Provided material START

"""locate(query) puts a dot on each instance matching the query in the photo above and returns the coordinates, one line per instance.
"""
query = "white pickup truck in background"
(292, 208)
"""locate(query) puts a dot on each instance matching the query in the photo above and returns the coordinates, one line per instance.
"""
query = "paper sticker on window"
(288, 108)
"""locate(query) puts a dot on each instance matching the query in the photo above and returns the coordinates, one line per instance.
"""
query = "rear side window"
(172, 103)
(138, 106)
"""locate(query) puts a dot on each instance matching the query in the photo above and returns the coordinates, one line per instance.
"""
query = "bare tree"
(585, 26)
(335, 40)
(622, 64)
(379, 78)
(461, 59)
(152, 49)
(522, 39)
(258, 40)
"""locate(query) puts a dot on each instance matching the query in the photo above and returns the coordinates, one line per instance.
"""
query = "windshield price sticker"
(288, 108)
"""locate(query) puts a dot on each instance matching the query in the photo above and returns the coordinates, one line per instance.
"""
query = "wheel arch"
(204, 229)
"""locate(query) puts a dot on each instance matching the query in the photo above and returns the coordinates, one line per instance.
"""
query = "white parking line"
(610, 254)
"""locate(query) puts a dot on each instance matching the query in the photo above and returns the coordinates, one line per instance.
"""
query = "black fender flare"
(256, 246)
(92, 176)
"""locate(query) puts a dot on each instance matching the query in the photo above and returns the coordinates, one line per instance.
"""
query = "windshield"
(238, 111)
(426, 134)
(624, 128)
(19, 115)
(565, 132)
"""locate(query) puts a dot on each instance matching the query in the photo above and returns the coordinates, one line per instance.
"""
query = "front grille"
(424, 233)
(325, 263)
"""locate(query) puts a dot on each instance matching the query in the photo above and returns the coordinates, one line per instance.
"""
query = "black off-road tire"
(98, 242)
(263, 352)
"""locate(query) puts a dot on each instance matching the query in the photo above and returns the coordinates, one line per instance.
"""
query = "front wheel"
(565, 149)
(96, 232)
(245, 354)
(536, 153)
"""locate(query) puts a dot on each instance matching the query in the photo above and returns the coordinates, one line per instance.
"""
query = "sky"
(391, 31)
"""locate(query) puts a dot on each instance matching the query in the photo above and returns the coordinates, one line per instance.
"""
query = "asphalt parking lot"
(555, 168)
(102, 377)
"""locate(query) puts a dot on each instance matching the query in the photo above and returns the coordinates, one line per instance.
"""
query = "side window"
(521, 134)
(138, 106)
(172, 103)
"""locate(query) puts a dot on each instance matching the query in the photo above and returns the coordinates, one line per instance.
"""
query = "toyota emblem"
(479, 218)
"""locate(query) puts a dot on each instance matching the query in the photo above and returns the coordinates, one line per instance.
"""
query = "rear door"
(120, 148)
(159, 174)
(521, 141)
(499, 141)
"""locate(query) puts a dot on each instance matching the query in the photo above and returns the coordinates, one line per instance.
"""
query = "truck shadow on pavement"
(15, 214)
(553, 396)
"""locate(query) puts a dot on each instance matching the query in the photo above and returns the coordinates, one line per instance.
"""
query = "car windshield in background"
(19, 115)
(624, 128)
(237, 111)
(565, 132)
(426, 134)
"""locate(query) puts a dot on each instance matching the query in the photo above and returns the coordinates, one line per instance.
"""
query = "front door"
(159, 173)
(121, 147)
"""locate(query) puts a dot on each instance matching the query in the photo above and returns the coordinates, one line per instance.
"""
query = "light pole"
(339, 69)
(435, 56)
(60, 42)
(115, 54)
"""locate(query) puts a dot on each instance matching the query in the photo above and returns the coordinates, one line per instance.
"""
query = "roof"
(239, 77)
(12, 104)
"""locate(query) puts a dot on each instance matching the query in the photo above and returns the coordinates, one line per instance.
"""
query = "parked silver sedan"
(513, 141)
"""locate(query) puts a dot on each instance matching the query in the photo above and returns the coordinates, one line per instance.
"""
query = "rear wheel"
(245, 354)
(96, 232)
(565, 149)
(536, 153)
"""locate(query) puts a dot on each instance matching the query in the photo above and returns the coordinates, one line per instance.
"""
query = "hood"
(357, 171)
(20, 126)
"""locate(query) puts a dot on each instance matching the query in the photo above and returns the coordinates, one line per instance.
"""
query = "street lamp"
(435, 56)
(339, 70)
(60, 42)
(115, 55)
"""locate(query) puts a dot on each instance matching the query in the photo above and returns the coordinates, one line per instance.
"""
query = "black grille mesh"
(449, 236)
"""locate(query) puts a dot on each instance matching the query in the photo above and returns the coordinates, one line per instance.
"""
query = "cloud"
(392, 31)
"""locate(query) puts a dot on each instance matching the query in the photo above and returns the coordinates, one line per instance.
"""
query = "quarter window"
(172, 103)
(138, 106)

Provided material END

Task statement –
Only an exact transcription of all the entries will do.

Exercise answer –
"""locate(query) puts a dot on each instance matching the query in the photo above and returns the coordinates, one line per instance.
"""
query = "white pickup truck in background"
(292, 208)
"""locate(query) puts a dot on each instance matching the query in the photo above and returns the coordinates, one line per instance.
"""
query = "paper sticker on window"
(288, 108)
"""locate(query) puts a dot on each instance matching the query in the photo above and returns the coordinates, one line per instance.
"""
query = "rear side window"
(172, 103)
(138, 106)
"""locate(query) puts a dot on each instance matching the query in the photo above and returns the coordinates, one line per instance.
"""
query = "bare tree"
(585, 26)
(335, 40)
(622, 64)
(379, 78)
(461, 59)
(152, 49)
(522, 39)
(258, 40)
"""locate(query) puts a dot on each instance matching the query in the photo above and returns the coordinates, one line per instance.
"""
query = "windshield price sticker"
(288, 108)
"""locate(query) puts a dot on each instance matching the query in the photo above and returns the coordinates, one line per instance.
"""
query = "wheel arch"
(204, 229)
"""locate(query) puts a dot on each instance matching the query in the photo above and returns the coordinates, one line per instance.
"""
query = "white parking line"
(610, 254)
"""locate(query) puts a dot on each instance matching the query in the photo above and returns the coordinates, one line per instance.
"""
query = "black fender flare"
(256, 246)
(92, 176)
"""locate(query) puts a dot on each instance matching the query in the photo above and returns the coordinates, one line per instance.
"""
query = "windshield"
(238, 111)
(426, 134)
(624, 128)
(19, 115)
(565, 132)
"""locate(query) puts a dot on each instance matching the query in the photo above and returns the coordinates, one line per instance.
"""
query = "front grille"
(424, 233)
(325, 263)
"""locate(query) puts a dot on each instance matching the query in the photo above and returns the coordinates, one line per instance.
"""
query = "black off-road tire"
(98, 242)
(263, 352)
"""locate(query) puts a dot on each instance matching the query in the photo above and returns the coordinates, one line per instance.
"""
query = "front wheel"
(565, 149)
(96, 232)
(245, 354)
(536, 153)
"""locate(query) puts a dot on each instance matching the query in the photo above and returns the coordinates, one line per instance.
"""
query = "sky"
(391, 31)
"""locate(query) puts a dot on each instance matching the query in the photo above and returns the coordinates, one line per instance.
"""
query = "asphalt parking lot"
(555, 168)
(102, 377)
"""locate(query) puts a dot on each instance matching the query in the photo above and returns the coordinates, one line per instance.
"""
query = "side window"
(521, 134)
(138, 106)
(172, 103)
"""locate(query) puts a dot on each instance matching the query in the photo above and returns the coordinates, one line per instance.
"""
query = "toyota emblem"
(479, 218)
"""locate(query) puts a dot on each instance matching the query in the photo above and returns the coordinates, one line per instance.
"""
query = "rear door"
(120, 148)
(159, 174)
(521, 141)
(499, 141)
"""locate(query) puts a dot on each instance matching the query in the photo above and returns the coordinates, one line per instance.
"""
query = "truck shadow on pavement"
(15, 214)
(553, 396)
"""locate(query) puts a dot on each instance matching the query in the photo above and returns the coordinates, one line per instance.
"""
query = "car windshield in background"
(19, 115)
(624, 128)
(237, 111)
(565, 132)
(426, 134)
"""locate(query) puts a dot on each instance matching the query in the photo above and returns the coordinates, one line per instance.
"""
query = "front door"
(159, 173)
(121, 147)
"""locate(query) puts a dot on each instance matching the query in the photo above and returns the coordinates, one line per instance.
"""
query = "light pole"
(339, 69)
(435, 56)
(60, 42)
(115, 54)
"""locate(query) puts a dot on each instance matching the query in the photo above and returns the coordinates, one line per instance.
"""
query = "roof"
(239, 77)
(12, 104)
"""locate(query) puts a dot on each instance matching the query in the photo above and returns the coordinates, one line per instance.
"""
query = "parked silver sedan"
(513, 141)
"""locate(query) puts a dot on each instance matching the query in the photo above and returns the coordinates, one line per instance.
"""
query = "rear wheel"
(245, 354)
(96, 232)
(565, 149)
(536, 153)
"""locate(query) puts a dot on each instance matching the query in the photo above and returns the coordinates, one line per instance.
"""
query = "hood"
(357, 171)
(20, 126)
"""locate(query) puts a dot on each instance matching the query in the photo above and returns the coordinates, one line per instance.
"""
query = "street lamp"
(435, 56)
(339, 70)
(60, 42)
(115, 55)
"""locate(query) puts a dot on each instance matching the query in the photo above and returns the coordinates, one line per instance.
"""
query = "black grille mesh"
(449, 236)
"""locate(query) puts a dot on each instance matching the query in the photo above and returns the coordinates, one line per instance.
"""
query = "cloud"
(392, 31)
"""locate(query) puts a dot on each instance matching the query in the photo above and returns the coordinates, one line per instance.
"""
query = "quarter window"
(172, 103)
(138, 106)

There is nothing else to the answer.